# REQUIREMENT
Below you will find a set of lines. Repeat them all exactly.

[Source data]
★ ★ ★ ★ ★

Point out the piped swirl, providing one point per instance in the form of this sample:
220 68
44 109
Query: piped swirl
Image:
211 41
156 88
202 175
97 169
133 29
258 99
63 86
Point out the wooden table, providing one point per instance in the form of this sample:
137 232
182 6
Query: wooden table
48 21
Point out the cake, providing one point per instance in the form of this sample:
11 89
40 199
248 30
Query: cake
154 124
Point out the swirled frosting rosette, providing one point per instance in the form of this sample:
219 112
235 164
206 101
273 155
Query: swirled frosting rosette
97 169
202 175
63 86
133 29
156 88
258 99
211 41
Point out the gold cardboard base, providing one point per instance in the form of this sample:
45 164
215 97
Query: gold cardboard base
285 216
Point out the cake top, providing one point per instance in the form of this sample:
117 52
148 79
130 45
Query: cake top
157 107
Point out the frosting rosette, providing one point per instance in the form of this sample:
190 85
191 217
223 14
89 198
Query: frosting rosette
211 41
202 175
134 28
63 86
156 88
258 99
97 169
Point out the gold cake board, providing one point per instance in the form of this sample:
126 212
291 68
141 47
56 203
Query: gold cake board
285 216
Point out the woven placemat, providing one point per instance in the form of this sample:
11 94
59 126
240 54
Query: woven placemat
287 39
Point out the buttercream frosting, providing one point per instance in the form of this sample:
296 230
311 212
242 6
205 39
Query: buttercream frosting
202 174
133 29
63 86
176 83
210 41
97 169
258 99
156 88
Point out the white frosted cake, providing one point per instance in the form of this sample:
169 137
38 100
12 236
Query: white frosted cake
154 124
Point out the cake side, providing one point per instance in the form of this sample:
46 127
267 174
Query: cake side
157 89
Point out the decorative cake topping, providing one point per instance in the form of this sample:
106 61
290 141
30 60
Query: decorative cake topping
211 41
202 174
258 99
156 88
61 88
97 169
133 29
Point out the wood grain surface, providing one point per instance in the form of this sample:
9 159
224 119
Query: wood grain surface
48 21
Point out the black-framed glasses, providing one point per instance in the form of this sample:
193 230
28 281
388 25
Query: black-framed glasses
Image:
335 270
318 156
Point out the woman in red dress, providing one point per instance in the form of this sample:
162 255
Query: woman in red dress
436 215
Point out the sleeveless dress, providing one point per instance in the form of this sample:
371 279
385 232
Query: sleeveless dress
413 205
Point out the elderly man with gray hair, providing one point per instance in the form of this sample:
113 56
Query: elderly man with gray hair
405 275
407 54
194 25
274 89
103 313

★ ★ ★ ★ ★

# REPLY TO THE TASK
Point out the piped swirl, providing one point per instance in the form of this sample:
220 68
44 109
Query: piped swirl
Image:
211 41
156 88
202 175
97 169
133 29
258 99
63 86
Point out the wooden table, providing one point per instance in the form of this sample:
137 232
182 6
Query: wooden table
48 21
Point out the cake, providing one point per instance in the form of this sample:
11 89
40 199
248 30
Query: cake
154 124
Point out the swirled frosting rosette, providing one point per instance in the form of this sample:
219 112
235 164
206 101
273 155
Query: swirled frosting rosette
97 169
202 175
63 86
133 29
156 88
258 99
211 41
Point out the gold cardboard base, providing one point per instance in the form of this sample:
45 164
215 97
Query: gold cardboard base
285 216
Point out the cake top, providing one point per instance in the form of this sample:
117 52
148 79
130 45
Query: cake top
157 107
Point out the frosting rosette, providing one point per instance in the form of this sample:
190 85
191 217
223 14
89 198
Query: frosting rosette
211 41
202 175
134 28
63 86
156 88
258 99
97 169
Point out the gold cake board, providing one point per instance in the form of this sample:
126 212
291 68
141 47
56 203
Query: gold cake board
285 216
Point out the woven placemat, providing one point per instance in the form of this sample:
11 94
59 126
240 54
Query: woven placemat
287 39
Point out the buttercream frosting, providing one point per instance in the form of this sample:
296 230
311 212
242 6
205 39
Query: buttercream frosting
202 174
133 29
63 86
176 83
210 41
97 169
258 99
156 88
Point out the white frosted cake, providing one point per instance in the form of this sample:
169 137
38 100
12 236
Query: white frosted cake
154 124
Point out the cake side, providing one point per instance in the form of this sample:
46 127
267 174
Query: cake side
157 89
Point out the decorative cake topping, providing one point per instance in the form of this sample:
106 61
290 141
30 60
Query: decorative cake topping
211 41
202 174
258 99
156 88
61 88
97 169
133 29
Point out the wood grain surface, providing one point per instance in the form of this sample:
9 159
224 119
Query: wood grain surface
48 21
Point out the black-framed glasses, providing one point per instance in the form of this sample:
193 230
28 281
388 25
Query: black-framed glasses
Image:
335 270
318 156
Point out the woman in red dress, providing one point per instance in the form of this sample:
162 255
Query: woman in red dress
436 215
Point out the sleeveless dress, providing one point per instance in the form of this sample:
371 279
385 232
Query: sleeveless dress
413 205
Point out the elderly man with gray hair, providing one point per instance in the form of this sample:
113 56
Query: elderly man with gray hair
405 275
407 54
194 25
274 89
103 313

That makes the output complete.